(Entries from a pointing dataset)
----

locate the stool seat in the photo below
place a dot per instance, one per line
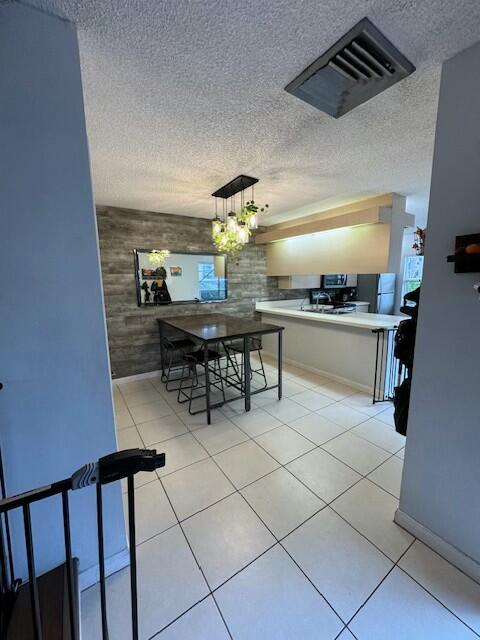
(181, 343)
(199, 356)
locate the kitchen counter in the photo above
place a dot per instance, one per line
(342, 347)
(291, 309)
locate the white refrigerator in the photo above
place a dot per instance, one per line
(379, 290)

----

Rewrite the entries above as a Markdown table with the columns "Row" and "Line," giving each line its own numbered row and omitting blank lines and pictures.

| Row | Line |
|---|---|
| 1 | locate the stool seat in the photo below |
| 2 | place a dot per instance, one per line |
| 3 | (181, 343) |
| 4 | (199, 356) |
| 5 | locate the kitchen counter in the photo above |
| 6 | place a dot per instance, one per line |
| 7 | (342, 347) |
| 8 | (291, 309) |
| 9 | locate the white refrigerator in the photo above |
| 10 | place a dot per instance, one per line |
| 11 | (379, 290) |